Problem to work on:
Find the string "below" in the listing and report every line that has it.

The data:
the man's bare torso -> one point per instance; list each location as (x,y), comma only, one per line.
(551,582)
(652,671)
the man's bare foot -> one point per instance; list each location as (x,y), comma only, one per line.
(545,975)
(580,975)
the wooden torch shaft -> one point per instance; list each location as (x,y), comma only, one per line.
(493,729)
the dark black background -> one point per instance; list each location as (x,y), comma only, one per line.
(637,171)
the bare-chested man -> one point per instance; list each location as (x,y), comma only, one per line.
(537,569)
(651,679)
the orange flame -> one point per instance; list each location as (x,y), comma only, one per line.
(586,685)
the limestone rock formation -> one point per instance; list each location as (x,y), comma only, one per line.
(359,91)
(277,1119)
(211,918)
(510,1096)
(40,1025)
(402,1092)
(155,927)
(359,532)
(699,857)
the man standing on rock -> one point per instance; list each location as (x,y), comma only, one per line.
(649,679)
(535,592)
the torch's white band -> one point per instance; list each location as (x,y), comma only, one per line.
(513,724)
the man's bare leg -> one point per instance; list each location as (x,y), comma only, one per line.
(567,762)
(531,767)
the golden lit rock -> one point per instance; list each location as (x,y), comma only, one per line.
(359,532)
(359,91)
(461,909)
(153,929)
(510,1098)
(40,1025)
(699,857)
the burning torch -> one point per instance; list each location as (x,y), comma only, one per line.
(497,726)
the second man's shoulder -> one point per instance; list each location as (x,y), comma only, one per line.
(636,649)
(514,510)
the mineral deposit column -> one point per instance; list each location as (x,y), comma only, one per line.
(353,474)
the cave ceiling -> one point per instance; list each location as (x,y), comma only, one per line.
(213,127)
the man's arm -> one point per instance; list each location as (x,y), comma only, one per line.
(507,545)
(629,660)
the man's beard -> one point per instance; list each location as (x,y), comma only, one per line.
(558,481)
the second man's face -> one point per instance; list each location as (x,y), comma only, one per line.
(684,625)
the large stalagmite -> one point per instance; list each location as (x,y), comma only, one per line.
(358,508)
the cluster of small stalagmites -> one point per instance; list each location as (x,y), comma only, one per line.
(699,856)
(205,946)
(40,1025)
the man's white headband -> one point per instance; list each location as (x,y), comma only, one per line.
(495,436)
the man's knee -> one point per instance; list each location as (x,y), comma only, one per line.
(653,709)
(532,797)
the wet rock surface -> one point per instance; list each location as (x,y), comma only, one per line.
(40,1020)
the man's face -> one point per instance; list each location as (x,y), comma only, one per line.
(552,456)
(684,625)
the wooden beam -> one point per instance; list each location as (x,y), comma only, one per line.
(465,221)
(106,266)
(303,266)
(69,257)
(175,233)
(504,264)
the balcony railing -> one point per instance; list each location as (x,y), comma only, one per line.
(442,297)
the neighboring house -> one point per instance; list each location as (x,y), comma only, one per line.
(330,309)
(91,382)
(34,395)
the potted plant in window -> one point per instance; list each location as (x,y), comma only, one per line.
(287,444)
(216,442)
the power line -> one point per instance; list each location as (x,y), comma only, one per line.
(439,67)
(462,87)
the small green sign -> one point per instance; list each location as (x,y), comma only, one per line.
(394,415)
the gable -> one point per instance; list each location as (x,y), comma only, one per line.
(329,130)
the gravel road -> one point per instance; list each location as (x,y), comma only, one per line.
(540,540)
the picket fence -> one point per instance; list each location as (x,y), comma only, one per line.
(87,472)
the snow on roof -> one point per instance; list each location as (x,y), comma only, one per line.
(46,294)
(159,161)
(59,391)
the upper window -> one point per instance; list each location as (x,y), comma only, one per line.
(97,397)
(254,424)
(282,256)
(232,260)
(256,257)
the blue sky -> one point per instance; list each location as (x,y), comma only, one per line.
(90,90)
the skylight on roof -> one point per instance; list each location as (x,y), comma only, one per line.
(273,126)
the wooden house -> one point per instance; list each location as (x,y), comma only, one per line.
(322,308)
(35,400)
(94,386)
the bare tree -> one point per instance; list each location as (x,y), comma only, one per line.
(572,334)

...

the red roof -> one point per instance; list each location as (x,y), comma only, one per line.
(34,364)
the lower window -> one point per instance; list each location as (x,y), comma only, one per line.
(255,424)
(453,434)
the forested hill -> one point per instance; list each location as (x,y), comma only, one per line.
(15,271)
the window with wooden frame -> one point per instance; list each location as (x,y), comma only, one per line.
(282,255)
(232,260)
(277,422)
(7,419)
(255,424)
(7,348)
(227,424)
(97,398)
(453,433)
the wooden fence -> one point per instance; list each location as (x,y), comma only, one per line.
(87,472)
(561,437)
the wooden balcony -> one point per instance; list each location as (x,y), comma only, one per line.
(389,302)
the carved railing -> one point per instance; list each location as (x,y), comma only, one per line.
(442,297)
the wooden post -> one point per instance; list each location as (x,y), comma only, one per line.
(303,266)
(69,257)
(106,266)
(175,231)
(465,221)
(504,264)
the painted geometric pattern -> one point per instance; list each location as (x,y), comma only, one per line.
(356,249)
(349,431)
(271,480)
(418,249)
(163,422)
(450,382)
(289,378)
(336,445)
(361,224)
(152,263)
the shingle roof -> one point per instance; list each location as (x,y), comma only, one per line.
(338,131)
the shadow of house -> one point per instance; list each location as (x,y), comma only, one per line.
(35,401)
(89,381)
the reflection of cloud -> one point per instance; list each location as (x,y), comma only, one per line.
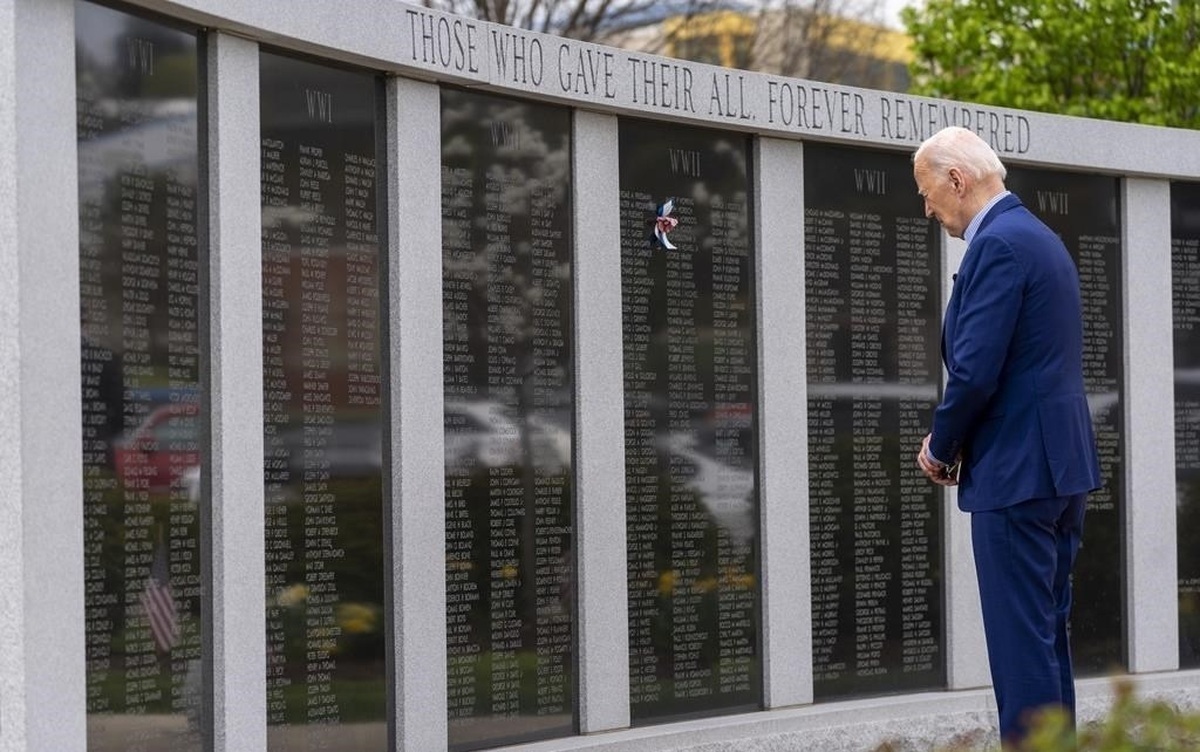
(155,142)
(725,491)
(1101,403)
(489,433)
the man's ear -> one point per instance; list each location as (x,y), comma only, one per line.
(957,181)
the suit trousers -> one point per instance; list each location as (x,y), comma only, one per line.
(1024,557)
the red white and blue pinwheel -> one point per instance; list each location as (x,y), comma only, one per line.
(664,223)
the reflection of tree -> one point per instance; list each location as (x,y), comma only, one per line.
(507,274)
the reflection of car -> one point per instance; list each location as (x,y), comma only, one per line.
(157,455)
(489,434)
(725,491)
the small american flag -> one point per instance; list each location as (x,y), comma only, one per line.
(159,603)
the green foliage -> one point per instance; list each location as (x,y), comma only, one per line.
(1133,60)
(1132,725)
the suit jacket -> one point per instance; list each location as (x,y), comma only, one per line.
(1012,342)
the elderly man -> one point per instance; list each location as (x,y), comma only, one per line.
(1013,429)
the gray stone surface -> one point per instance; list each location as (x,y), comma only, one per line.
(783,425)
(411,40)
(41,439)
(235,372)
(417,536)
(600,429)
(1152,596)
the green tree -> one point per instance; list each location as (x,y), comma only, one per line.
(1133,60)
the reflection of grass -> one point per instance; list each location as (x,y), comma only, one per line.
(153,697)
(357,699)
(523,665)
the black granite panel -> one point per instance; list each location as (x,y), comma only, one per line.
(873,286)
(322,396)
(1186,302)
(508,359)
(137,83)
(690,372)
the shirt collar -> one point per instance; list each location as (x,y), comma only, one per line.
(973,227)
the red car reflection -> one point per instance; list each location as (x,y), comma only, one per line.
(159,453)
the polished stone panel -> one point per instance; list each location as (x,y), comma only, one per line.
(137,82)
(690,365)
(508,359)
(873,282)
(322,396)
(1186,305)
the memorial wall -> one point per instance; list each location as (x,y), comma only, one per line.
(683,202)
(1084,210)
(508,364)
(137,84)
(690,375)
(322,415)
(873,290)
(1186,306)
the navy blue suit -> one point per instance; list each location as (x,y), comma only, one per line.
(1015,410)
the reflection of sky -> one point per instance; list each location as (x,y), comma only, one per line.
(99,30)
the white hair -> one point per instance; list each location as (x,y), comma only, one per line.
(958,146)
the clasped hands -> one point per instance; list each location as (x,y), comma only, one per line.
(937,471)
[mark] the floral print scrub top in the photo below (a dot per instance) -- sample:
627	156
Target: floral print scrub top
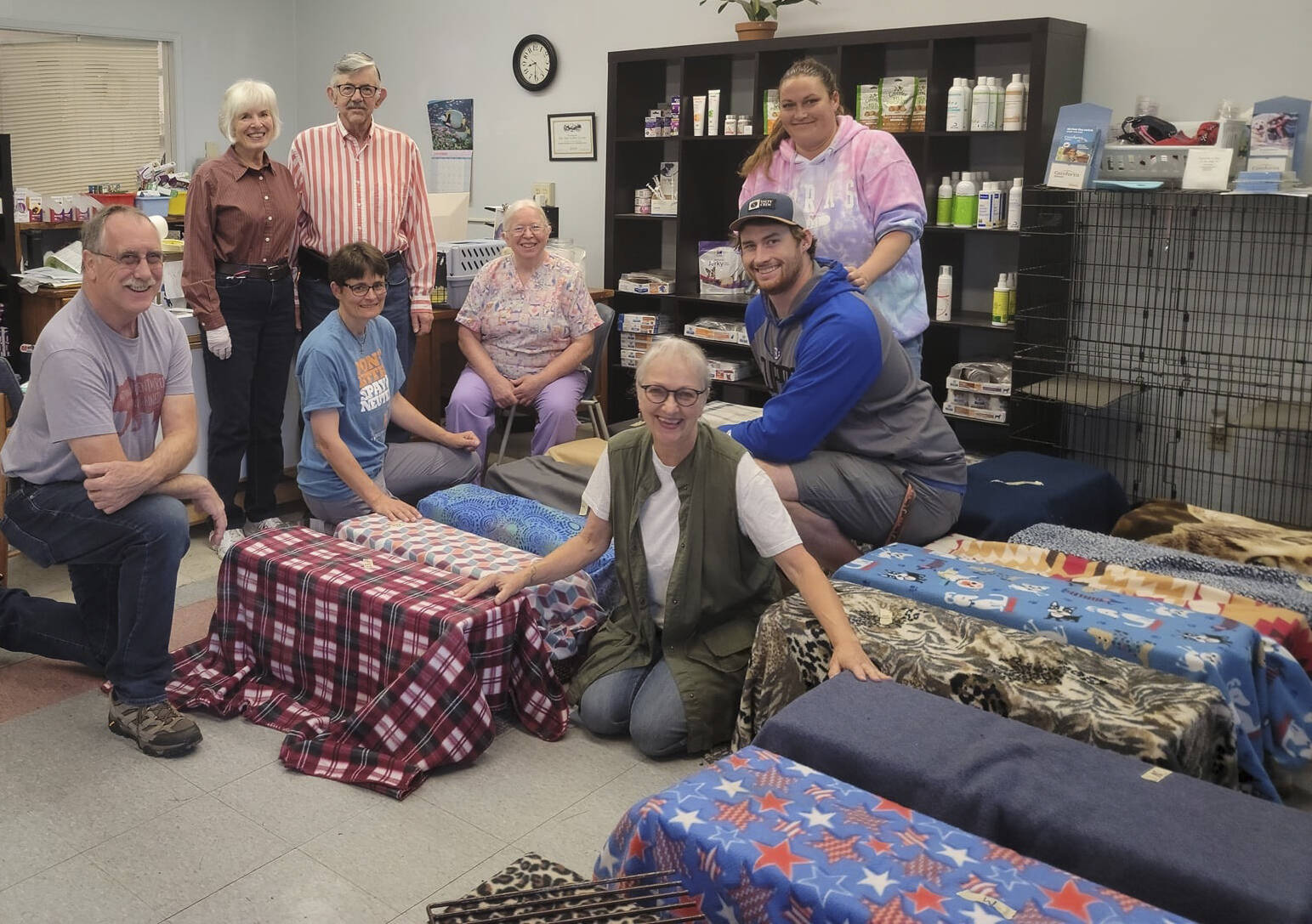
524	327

==

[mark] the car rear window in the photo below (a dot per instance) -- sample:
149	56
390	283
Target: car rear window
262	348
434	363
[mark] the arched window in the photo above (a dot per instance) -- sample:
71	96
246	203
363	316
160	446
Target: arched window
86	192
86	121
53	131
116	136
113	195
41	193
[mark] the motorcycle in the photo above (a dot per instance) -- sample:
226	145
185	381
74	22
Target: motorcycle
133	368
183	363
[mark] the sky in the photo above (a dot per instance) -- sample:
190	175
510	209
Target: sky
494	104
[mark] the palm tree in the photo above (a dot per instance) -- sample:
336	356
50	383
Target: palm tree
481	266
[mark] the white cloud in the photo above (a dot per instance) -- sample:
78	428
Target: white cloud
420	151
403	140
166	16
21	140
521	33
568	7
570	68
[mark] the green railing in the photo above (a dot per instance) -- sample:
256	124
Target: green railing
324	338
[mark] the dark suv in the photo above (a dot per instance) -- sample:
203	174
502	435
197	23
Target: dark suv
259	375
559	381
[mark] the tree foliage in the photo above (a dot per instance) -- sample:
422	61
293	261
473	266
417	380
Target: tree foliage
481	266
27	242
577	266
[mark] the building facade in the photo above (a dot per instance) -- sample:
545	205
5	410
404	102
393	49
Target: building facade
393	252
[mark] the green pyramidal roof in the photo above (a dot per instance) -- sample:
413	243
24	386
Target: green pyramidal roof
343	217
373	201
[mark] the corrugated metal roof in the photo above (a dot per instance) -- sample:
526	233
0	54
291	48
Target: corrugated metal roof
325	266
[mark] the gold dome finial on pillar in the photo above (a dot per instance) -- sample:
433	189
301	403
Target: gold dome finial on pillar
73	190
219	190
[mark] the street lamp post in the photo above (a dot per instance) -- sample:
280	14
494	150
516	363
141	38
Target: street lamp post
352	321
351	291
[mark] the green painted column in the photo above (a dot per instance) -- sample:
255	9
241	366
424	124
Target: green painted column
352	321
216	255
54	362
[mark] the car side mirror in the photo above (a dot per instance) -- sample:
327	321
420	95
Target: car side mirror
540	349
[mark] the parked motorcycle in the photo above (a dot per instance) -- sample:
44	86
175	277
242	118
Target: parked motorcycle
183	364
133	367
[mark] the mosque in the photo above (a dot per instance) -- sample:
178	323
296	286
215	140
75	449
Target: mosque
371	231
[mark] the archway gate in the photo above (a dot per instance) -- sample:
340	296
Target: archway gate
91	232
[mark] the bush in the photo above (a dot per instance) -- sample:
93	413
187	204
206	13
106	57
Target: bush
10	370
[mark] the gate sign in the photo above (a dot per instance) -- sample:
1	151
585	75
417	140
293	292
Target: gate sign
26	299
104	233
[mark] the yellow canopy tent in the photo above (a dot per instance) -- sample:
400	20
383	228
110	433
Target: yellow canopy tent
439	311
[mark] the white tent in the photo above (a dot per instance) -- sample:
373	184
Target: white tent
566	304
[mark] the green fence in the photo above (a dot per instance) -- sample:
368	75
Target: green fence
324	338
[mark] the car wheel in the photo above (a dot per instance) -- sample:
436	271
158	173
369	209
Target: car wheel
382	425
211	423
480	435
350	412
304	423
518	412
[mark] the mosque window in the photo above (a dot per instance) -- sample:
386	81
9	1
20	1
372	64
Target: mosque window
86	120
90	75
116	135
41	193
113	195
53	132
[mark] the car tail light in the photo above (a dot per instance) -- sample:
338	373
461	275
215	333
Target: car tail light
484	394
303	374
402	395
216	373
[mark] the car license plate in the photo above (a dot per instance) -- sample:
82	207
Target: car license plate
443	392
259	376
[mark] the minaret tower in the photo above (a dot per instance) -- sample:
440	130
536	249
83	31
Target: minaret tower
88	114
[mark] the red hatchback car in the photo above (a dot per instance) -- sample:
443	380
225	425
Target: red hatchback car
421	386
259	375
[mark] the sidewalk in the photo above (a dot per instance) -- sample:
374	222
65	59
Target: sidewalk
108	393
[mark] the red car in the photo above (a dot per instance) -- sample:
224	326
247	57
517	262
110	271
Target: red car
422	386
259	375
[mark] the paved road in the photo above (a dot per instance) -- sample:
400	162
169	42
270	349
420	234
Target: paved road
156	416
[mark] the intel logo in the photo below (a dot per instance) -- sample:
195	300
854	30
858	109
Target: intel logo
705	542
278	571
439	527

Reply to the exercise:
[mark] the floral print scrub top in the photo below (a dot per instance) -- sample:
[mark] the car rear window in the photo below (a dot per instance) -- sample:
[mark] the intel logo in the photo below (a dot per instance) -- sample:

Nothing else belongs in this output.